--- START OF INPUT DATA ---

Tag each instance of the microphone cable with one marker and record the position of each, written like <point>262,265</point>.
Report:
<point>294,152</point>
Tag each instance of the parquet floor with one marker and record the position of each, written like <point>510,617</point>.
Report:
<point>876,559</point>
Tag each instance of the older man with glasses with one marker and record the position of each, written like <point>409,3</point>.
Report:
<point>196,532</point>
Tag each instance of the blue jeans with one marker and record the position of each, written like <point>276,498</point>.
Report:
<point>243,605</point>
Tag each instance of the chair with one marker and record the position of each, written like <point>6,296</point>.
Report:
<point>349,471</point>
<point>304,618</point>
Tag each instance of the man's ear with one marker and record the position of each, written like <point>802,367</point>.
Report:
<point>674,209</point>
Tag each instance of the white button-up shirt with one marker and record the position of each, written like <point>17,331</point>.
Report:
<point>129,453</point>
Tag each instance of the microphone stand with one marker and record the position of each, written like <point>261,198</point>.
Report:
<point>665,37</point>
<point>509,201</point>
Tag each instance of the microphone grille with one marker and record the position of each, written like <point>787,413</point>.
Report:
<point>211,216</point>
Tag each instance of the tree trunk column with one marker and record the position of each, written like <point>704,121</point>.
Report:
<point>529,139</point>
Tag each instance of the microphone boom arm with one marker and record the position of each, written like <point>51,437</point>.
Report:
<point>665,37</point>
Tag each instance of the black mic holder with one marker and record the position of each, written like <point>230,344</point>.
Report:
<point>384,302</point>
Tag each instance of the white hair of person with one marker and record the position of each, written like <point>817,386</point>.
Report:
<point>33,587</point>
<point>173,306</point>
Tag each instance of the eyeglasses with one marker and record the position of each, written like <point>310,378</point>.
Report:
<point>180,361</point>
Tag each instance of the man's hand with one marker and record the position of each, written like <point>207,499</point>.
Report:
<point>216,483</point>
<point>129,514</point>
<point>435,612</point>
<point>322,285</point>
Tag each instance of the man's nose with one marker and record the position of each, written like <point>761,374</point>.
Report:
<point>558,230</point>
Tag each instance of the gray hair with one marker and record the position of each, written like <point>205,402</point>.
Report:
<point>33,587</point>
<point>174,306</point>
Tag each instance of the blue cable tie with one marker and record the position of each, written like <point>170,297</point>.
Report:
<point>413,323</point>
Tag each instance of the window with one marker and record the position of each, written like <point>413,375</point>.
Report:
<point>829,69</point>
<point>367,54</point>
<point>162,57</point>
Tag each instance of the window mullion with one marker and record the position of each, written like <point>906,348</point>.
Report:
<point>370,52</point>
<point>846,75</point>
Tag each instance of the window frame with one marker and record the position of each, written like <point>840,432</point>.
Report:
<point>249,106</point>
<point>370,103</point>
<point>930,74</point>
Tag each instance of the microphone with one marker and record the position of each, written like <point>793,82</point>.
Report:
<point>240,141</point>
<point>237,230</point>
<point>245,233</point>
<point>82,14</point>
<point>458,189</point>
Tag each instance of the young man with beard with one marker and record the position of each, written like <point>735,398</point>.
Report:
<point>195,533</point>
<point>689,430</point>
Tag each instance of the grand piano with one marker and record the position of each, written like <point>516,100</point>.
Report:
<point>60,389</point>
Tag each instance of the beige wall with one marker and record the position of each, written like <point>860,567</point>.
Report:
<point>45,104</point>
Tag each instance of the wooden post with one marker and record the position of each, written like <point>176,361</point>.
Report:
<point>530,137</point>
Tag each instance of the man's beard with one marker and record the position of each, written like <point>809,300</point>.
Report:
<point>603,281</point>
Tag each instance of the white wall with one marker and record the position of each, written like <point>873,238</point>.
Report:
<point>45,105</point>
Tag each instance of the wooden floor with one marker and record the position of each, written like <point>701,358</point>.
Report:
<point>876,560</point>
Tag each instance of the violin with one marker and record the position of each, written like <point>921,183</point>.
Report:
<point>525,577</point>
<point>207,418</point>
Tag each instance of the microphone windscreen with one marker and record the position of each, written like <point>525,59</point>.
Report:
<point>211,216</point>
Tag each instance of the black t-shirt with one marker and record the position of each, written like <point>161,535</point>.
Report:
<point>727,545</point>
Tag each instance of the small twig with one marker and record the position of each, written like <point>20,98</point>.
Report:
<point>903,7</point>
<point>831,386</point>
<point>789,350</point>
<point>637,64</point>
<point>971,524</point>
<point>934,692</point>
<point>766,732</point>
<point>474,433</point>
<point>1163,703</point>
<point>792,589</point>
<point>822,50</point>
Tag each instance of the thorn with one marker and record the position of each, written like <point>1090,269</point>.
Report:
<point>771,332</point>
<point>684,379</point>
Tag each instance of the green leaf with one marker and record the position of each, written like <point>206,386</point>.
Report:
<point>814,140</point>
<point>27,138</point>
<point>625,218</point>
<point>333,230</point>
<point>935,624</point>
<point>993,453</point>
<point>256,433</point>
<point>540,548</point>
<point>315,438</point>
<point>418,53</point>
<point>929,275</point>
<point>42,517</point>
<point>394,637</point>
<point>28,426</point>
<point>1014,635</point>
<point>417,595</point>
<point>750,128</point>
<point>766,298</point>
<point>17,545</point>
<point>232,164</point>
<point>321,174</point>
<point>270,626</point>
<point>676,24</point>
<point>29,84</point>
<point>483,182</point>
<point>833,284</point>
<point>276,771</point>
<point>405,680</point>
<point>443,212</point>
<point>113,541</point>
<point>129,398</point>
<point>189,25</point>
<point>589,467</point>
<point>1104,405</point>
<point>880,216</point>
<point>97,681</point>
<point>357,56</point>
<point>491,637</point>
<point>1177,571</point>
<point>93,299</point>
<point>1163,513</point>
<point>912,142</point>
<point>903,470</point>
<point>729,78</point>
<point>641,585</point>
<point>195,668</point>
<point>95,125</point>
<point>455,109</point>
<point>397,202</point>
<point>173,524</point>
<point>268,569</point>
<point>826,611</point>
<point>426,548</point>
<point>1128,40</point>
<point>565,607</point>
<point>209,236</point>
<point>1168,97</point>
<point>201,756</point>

--- END OF INPUT DATA ---

• _PROBLEM_: Once more, set down the full listing, verbatim.

• _FINAL RESULT_:
Tag each instance of the microphone cable with one marker and record the position of each, written like <point>262,265</point>.
Report:
<point>294,152</point>
Tag each instance of the parquet floor with one marker and record the position of each, written like <point>510,617</point>.
Report:
<point>876,559</point>
Tag each instance of the older man with glasses with one marker and record the position of each, written like <point>409,3</point>.
Report:
<point>196,532</point>
Tag each instance of the blue jeans with one marker and record the position of each, written like <point>276,498</point>.
Report:
<point>243,605</point>
Tag each instance of the chair with one marker and record the position of each, written like <point>6,296</point>.
Report:
<point>349,471</point>
<point>304,618</point>
Tag each instance of the man's ear with one marker and record the position of each, written like <point>802,367</point>.
Report:
<point>674,209</point>
Tag each instance of the white button-up shirt with one marker and record the position of each, written like <point>17,331</point>.
Report:
<point>129,453</point>
Tag each instance of the microphone stand with one marker and record the position of each, written like <point>261,198</point>.
Report:
<point>665,37</point>
<point>509,201</point>
Tag each instance of the microphone grille with one marker and record the position of each, written like <point>787,413</point>.
Report:
<point>211,216</point>
Tag each instance of the tree trunk column with one marker and record the position of each, written like <point>704,121</point>.
Report:
<point>529,139</point>
Tag each instance of the microphone boom arm with one marker and record the position of each, written like <point>51,437</point>.
Report:
<point>665,37</point>
Tag each instance of the black mic holder with one marker and record the position of each, written like <point>230,344</point>.
Report:
<point>384,302</point>
Tag each instance of the white hair of person with one marker and record the position of each, written like <point>817,386</point>.
Report:
<point>33,587</point>
<point>173,306</point>
Tag each instance of the eyeglasses with one marker and record the position of each, written like <point>310,378</point>.
Report:
<point>180,361</point>
Tag each instance of the man's hand with one marker and record the position of each, written like <point>207,499</point>.
Report:
<point>216,483</point>
<point>129,514</point>
<point>435,612</point>
<point>322,285</point>
Tag each instance of the man's nose with one marker and record the position of each, written like <point>761,374</point>.
Report:
<point>558,230</point>
Tag each instance of the gray hair with one marker and record the position of each, written like <point>205,402</point>.
Report:
<point>33,587</point>
<point>174,306</point>
Tag each instance of the blue cable tie with one marker and record the position of each, written like <point>170,297</point>.
Report:
<point>413,323</point>
Tag each instance of the window with one marker and record the position of each, written like <point>413,375</point>.
Report:
<point>829,69</point>
<point>367,54</point>
<point>162,57</point>
Tag each instance of the window mullion with one marker and record the position of each, written like <point>906,348</point>.
Report:
<point>370,52</point>
<point>846,75</point>
Tag each instance of the window frame with one marker and record the position of each, written like <point>840,432</point>.
Report:
<point>249,106</point>
<point>370,103</point>
<point>930,74</point>
Tag each instance of the microphone with one marker and record the position of each, written like <point>793,82</point>.
Report:
<point>240,141</point>
<point>237,230</point>
<point>245,233</point>
<point>82,14</point>
<point>458,189</point>
Tag each instance of the young man with beard with one marker and record the position of each, written like <point>735,398</point>.
Report:
<point>195,533</point>
<point>689,430</point>
Tag each instance of the grand piano with one marker and record the position of each, written like <point>516,100</point>.
Report:
<point>60,389</point>
Tag each instance of the beige wall with one marker and record the position of each, written like <point>860,567</point>.
Report:
<point>45,104</point>
Tag each instance of the wooden post with one marker and record the position of each, written like <point>176,361</point>.
Report:
<point>530,137</point>
Tag each instance of the man's beard with one marker and record the position of each, written like <point>809,300</point>.
Report:
<point>603,281</point>
Tag each instance of the white wall with one marker and record the position of each, written like <point>873,238</point>.
Report:
<point>45,105</point>
Tag each instance of the wooden floor with one marker and record the position of each, written like <point>701,358</point>.
Report:
<point>876,560</point>
Tag each instance of the violin with one marker and record the position of each, written like <point>921,183</point>.
Report:
<point>525,577</point>
<point>207,418</point>
Tag each instance of the microphone windscreen with one marker and record the position of each, written like <point>525,59</point>.
Report:
<point>211,216</point>
Tag each instance of the black t-shirt with one marker and record the position of each, written like <point>161,535</point>.
Report:
<point>727,545</point>
Tag each instance of the small twig with one marker and record the position of each, written like <point>20,98</point>.
Report:
<point>903,7</point>
<point>831,386</point>
<point>789,350</point>
<point>637,64</point>
<point>971,524</point>
<point>934,692</point>
<point>766,732</point>
<point>474,433</point>
<point>1163,703</point>
<point>792,589</point>
<point>822,50</point>
Tag each instance of the thorn with one marker and record the position of each, written like <point>1090,269</point>.
Report:
<point>771,332</point>
<point>684,379</point>
Tag each instance of the green leaf with one marker and record the position of each, written like <point>206,386</point>.
Report:
<point>814,140</point>
<point>27,138</point>
<point>625,218</point>
<point>333,230</point>
<point>935,624</point>
<point>993,453</point>
<point>256,433</point>
<point>540,548</point>
<point>315,438</point>
<point>418,53</point>
<point>929,275</point>
<point>42,517</point>
<point>394,637</point>
<point>28,426</point>
<point>1014,635</point>
<point>417,595</point>
<point>750,128</point>
<point>766,298</point>
<point>17,545</point>
<point>232,164</point>
<point>321,174</point>
<point>270,626</point>
<point>676,24</point>
<point>29,84</point>
<point>483,182</point>
<point>833,284</point>
<point>276,771</point>
<point>405,680</point>
<point>443,212</point>
<point>113,541</point>
<point>129,398</point>
<point>189,25</point>
<point>589,467</point>
<point>1104,405</point>
<point>880,216</point>
<point>97,681</point>
<point>357,56</point>
<point>491,637</point>
<point>1177,571</point>
<point>93,299</point>
<point>1163,513</point>
<point>912,142</point>
<point>903,470</point>
<point>729,78</point>
<point>641,585</point>
<point>195,668</point>
<point>95,125</point>
<point>455,109</point>
<point>397,202</point>
<point>173,524</point>
<point>268,569</point>
<point>826,611</point>
<point>426,548</point>
<point>1128,40</point>
<point>565,607</point>
<point>209,236</point>
<point>1168,97</point>
<point>201,756</point>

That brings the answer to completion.